- Reckoning with History, Form, and Sexual Violence in American MemoirThe Year in the US
The weight of history lies heavily upon this review essay. The year was marked by a presidential contest and election of profound consequence. The impact of a Trump presidency becomes clearer as challenges pile up. On a global level, warming temperatures in the Atlantic promise storms of increasing ferocity as the US backs out of the Paris climate agreement, suspends EPA regulations and wilderness protections, touts the benefits of bringing back coal, and fails in its recovery effort in Puerto Rico. At the national level, protests against racial injustice stemming from acquittals in trials of white police officers who have killed black citizens connect street actions in Baltimore and Ferguson to national scenes of NFL players taking a knee during the national anthem. Meanwhile deportation of the undocumented and a seeming declaration of war by the Republican majority on the disabled and women through its effort to repeal the Affordable Care Act are met with resistance and dismay. In this context, some memoirs this year have spoken especially loudly about the centrality of rape, sexual assault, and gender-based abuse in histories of colonialism, genocide, and American politics. Memoirs grappled not only with forces of harm and injustice, but with their scope: from family legacies to haunting histories of genocide and the persistence of racism and sexism in all facets of public and private life, this was a year in which memoir scaled up. I will offer an overview of some trends before focusing on three that grapple with structural/collective violence.

### PROMPT
Write what follows in the review essay on American memoir above, picking up after its final sentence. The listing that comes next stands apart from the essay on American memoir.

### EXTRACTED ENTRIES
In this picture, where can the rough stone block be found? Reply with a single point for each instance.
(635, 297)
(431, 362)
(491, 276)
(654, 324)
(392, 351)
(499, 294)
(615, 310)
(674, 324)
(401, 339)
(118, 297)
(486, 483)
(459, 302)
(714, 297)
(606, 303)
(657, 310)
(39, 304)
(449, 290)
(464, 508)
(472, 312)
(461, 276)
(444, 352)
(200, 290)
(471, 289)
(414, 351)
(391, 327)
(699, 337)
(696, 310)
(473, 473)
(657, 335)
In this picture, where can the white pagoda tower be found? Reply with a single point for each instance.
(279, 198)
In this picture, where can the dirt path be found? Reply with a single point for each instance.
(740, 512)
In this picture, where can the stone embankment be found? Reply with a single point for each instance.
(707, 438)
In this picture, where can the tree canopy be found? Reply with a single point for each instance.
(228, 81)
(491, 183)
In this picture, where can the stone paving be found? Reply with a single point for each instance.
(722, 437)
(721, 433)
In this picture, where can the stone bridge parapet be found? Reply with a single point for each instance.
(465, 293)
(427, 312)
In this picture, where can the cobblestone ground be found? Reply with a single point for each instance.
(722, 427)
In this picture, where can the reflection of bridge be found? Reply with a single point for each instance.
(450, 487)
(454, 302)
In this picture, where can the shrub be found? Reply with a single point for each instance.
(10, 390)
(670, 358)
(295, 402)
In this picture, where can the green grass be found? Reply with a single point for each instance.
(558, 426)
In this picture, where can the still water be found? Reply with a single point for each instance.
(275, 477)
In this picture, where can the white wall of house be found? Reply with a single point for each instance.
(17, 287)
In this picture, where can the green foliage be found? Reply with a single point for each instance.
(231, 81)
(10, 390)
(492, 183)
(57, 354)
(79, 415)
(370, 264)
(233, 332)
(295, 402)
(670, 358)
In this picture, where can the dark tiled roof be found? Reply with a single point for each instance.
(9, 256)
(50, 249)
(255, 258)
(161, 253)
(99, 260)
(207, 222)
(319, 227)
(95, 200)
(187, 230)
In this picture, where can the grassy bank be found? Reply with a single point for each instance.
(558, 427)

* * *

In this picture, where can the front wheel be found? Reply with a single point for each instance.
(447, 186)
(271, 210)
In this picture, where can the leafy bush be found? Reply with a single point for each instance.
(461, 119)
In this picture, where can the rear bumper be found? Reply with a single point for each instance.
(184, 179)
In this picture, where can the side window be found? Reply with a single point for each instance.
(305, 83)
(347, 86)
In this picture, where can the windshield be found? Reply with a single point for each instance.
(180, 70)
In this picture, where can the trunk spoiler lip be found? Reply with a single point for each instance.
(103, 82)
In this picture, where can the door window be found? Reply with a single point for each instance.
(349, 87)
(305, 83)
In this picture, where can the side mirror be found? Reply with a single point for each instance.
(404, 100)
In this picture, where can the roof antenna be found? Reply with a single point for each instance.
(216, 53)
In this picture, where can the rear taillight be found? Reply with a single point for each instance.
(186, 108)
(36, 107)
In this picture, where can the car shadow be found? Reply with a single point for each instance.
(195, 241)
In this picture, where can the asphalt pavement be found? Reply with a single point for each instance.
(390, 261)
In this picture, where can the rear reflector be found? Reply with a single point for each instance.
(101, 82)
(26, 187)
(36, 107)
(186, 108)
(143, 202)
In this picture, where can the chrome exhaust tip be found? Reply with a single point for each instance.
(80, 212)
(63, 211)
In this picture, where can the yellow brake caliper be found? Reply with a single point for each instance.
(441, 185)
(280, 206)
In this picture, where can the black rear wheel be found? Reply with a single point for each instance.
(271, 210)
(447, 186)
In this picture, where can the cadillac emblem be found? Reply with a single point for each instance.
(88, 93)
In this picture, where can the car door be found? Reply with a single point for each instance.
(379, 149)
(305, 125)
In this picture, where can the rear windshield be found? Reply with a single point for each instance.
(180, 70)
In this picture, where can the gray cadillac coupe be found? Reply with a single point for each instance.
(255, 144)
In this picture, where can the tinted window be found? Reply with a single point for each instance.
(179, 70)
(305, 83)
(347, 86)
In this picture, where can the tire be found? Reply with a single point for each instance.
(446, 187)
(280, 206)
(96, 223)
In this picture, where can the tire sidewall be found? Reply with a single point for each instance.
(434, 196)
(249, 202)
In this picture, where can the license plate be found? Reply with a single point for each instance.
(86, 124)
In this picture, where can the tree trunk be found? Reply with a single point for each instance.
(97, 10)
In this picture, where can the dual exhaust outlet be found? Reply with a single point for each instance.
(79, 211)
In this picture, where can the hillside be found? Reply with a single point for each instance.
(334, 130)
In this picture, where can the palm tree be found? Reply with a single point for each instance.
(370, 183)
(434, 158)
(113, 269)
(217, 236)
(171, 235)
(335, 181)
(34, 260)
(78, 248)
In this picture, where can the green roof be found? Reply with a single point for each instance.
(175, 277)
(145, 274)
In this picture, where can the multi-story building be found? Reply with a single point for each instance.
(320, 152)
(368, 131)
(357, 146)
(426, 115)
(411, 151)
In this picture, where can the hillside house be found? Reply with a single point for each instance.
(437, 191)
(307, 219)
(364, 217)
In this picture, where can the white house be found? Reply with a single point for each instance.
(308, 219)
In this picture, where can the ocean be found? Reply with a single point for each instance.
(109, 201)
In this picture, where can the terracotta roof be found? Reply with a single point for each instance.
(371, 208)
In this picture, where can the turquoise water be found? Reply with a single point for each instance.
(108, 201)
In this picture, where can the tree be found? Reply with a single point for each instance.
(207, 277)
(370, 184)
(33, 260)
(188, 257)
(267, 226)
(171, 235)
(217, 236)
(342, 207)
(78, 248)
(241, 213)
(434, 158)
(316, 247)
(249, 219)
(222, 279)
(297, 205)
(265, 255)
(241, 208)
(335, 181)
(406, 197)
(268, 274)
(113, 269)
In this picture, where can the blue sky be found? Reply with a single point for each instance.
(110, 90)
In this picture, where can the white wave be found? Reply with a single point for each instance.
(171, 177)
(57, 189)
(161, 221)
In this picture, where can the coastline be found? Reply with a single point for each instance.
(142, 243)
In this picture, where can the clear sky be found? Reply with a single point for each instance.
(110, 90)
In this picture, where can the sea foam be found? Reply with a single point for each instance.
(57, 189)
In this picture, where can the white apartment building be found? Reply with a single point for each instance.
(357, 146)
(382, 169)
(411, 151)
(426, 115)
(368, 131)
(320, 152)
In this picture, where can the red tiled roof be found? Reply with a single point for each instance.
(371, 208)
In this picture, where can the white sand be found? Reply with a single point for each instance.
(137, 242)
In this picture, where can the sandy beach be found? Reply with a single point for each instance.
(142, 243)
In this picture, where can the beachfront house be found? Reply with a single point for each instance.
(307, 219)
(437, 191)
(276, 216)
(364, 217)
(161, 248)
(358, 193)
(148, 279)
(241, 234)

--

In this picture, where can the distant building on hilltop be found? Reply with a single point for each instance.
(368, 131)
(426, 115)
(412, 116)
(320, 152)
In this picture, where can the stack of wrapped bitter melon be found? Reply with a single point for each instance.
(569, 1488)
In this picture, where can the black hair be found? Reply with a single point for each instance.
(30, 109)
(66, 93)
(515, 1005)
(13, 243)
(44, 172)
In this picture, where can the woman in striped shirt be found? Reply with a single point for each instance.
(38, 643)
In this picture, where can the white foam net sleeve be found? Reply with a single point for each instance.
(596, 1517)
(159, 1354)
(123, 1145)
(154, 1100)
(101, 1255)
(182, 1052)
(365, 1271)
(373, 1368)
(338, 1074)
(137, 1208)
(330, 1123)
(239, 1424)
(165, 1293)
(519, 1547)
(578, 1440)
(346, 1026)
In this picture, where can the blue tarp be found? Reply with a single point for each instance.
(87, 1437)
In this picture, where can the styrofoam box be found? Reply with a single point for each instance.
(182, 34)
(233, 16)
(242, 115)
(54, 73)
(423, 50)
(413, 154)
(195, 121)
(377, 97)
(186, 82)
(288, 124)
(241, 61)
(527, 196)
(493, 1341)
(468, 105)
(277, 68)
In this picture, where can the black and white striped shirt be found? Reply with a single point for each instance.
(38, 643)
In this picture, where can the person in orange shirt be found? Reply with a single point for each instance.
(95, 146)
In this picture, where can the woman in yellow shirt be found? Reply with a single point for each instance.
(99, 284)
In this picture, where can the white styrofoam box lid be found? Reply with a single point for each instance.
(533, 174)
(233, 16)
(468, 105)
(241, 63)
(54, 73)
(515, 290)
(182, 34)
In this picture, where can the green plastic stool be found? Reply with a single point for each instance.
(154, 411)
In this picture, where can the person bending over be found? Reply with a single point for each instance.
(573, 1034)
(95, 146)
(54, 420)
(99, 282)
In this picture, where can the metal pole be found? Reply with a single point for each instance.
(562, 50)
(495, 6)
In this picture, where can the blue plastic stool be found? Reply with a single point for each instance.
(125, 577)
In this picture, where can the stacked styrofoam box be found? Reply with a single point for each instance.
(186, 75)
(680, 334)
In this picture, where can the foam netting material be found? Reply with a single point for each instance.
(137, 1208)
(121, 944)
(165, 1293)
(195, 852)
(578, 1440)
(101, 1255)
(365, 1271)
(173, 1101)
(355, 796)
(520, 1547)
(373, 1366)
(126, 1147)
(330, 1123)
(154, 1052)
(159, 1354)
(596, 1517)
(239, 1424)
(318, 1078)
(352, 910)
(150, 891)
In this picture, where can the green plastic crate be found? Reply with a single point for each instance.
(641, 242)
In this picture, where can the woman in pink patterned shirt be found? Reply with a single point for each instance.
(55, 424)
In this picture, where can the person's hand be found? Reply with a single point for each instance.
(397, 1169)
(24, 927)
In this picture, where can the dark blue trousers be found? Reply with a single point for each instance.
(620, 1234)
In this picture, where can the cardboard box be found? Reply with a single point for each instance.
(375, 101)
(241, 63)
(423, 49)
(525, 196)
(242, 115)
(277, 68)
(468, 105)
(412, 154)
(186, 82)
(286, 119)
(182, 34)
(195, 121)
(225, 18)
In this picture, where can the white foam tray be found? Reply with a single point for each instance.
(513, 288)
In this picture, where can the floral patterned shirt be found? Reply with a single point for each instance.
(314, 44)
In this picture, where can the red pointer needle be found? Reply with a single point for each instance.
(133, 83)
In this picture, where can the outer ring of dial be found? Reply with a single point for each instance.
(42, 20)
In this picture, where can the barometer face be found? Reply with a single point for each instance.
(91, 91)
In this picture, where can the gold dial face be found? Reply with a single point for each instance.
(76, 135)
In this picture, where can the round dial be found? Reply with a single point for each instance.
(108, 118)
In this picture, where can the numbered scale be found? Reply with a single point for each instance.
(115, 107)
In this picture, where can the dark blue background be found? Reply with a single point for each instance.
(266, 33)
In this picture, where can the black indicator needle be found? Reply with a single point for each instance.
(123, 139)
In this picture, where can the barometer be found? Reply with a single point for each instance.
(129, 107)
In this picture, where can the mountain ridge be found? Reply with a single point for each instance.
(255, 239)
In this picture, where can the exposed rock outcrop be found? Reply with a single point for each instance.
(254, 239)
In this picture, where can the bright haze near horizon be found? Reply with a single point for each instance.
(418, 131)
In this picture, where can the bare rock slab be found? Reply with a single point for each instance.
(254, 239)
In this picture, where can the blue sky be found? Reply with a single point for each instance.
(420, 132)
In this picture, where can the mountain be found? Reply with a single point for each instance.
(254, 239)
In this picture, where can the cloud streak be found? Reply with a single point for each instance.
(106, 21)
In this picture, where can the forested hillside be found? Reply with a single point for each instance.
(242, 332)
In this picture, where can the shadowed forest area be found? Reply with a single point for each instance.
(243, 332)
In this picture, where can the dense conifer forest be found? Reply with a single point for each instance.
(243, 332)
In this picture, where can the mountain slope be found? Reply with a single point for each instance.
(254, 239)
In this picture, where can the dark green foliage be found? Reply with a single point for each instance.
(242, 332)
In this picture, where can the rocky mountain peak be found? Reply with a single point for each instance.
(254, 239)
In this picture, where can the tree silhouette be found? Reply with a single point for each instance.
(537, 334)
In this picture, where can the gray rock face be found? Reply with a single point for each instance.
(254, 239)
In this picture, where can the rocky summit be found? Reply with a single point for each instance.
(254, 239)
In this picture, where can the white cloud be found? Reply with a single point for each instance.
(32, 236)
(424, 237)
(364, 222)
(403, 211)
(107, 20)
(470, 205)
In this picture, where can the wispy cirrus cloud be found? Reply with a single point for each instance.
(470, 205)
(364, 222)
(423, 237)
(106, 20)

### EXERCISE RESPONSE
First, a sampling of life narratives that centered the personal in relation to history. From rock stars, we had an initial offering from Bruce Springsteen with Born to Run, and Patti Smith, Springsteen's cowriter on "Because the Night" and his forerunner in life writing, joined the ranks of serial [End Page 680] autobiographers by following her 2010 memoir Just Kids with the diaristic M Train and the essayistic Devotion. Life writing performed politics by narrative means in J. D. Vance's Hillbilly Elegy, a project bearing the imprimatur of controversial "tiger mom" Amy Chua and swaddling cliché in the guise of home truths. Established writers, too, turned to life writing, including established serial autobiographers like Edwidge Danticat, who continues to demonstrate that the story of one's life is anything but a single narrative unspooling in chronological order. Danticat's The Art of Dying follows Brother, I'm Dying and her recent essay collection Create Dangerously. Taken together, they comprise a trilogy of works concerned with life, death, and the sacred role of the literary witness. Danticat's profound humility suggests an ethical stance for memoirs about family that would serve well someone like J. D. Vance, who shows little of this regard for his Appalachian kin.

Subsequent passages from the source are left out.